Return the whole listing exactly as it stands.

>> Begin MATERIALS PROVIDED

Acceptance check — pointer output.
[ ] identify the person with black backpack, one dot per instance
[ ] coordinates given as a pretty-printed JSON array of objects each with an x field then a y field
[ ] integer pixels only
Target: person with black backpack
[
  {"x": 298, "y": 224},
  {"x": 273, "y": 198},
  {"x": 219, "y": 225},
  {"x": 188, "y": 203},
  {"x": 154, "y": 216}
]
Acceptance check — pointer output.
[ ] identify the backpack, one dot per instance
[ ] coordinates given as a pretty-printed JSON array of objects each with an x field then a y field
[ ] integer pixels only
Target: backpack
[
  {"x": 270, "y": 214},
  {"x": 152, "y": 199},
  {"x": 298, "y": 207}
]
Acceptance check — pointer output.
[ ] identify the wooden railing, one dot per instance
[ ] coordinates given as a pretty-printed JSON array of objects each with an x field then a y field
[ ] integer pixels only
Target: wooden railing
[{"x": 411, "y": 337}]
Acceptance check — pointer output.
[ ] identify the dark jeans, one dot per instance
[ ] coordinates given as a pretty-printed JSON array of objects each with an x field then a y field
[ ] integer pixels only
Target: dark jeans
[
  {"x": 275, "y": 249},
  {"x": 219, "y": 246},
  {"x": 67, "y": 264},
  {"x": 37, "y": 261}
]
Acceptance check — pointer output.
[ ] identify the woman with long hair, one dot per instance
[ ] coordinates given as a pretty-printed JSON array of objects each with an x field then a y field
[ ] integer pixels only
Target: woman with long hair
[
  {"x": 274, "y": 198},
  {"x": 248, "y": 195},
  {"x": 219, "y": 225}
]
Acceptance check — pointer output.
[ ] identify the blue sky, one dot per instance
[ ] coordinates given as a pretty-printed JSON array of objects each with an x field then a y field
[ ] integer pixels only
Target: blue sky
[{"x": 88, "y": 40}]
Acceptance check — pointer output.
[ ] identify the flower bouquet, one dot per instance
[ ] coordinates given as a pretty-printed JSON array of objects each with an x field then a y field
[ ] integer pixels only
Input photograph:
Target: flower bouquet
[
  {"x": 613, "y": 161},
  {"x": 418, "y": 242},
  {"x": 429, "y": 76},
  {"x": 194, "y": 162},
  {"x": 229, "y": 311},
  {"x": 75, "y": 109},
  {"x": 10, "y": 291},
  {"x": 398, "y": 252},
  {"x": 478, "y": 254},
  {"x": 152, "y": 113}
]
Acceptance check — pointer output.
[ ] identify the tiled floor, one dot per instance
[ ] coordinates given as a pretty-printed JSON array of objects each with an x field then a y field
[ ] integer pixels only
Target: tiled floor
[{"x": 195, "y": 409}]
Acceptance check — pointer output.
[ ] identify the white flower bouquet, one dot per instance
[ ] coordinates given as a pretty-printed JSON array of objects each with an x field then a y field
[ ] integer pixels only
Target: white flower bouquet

>> End MATERIALS PROVIDED

* _TASK RESPONSE_:
Acceptance check — pointer output.
[ ] identify the person with black backpack, one dot per instance
[ ] coordinates given as a pretty-printed JSON array of objects each with an x field then a y field
[ ] integer pixels only
Target: person with black backpack
[
  {"x": 298, "y": 224},
  {"x": 273, "y": 198},
  {"x": 219, "y": 225},
  {"x": 188, "y": 203},
  {"x": 154, "y": 216}
]
Acceptance check — pointer output.
[ ] identify the backpack, one dot per instance
[ ] coordinates given as a pretty-printed JSON array of objects each with an x field then a y field
[ ] integer pixels only
Target: backpack
[
  {"x": 270, "y": 214},
  {"x": 152, "y": 199},
  {"x": 298, "y": 207}
]
Acceptance check — pointer output.
[ ] identify the wooden railing, one dot per instance
[ ] coordinates given as a pretty-printed JSON array of objects each with an x field then a y field
[ ] integer pixels only
Target: wooden railing
[{"x": 411, "y": 337}]
Acceptance check — pointer output.
[ ] identify the dark jeans, one dot per instance
[ ] coordinates given as a pretty-printed JSON array of objects each with an x field then a y field
[ ] integer pixels only
Target: dark jeans
[
  {"x": 275, "y": 249},
  {"x": 219, "y": 246},
  {"x": 67, "y": 264},
  {"x": 37, "y": 261}
]
Acceptance check — pointer output.
[ ] identify the woman with long hair, one dot per instance
[ ] coordinates given as a pretty-printed JSON array of objects each with an x field then a y field
[ ] integer pixels only
Target: woman with long hair
[
  {"x": 274, "y": 198},
  {"x": 248, "y": 195},
  {"x": 219, "y": 225}
]
Acceptance check — pointer output.
[ ] identify the blue sky, one dot per instance
[ ] coordinates given as a pretty-printed JSON array of objects each with an x field then a y field
[ ] integer pixels only
Target: blue sky
[{"x": 88, "y": 40}]
Acceptance check — pointer output.
[ ] identify the flower bouquet, one dot per instance
[ ] coordinates given as a pretty-printed JSON array of objects each with an x field then a y field
[ ] integer pixels only
Input photograph:
Target: flower bouquet
[
  {"x": 613, "y": 161},
  {"x": 418, "y": 242},
  {"x": 429, "y": 76},
  {"x": 194, "y": 162},
  {"x": 229, "y": 311},
  {"x": 75, "y": 109},
  {"x": 10, "y": 291},
  {"x": 398, "y": 252},
  {"x": 478, "y": 254},
  {"x": 152, "y": 113}
]
Acceptance check — pointer output.
[ ] identify the tiled floor, one dot per instance
[ ] coordinates given as a pretty-printed JSON array of objects each with an x field then a y field
[ ] integer pixels only
Target: tiled floor
[{"x": 195, "y": 409}]
Acceptance check — pointer output.
[ ] identify the white flower bouquet, one dot per instance
[ ] coordinates given as a pretty-printed JSON array of objects each with an x field then a y field
[ ] integer pixels only
Target: white flower bouquet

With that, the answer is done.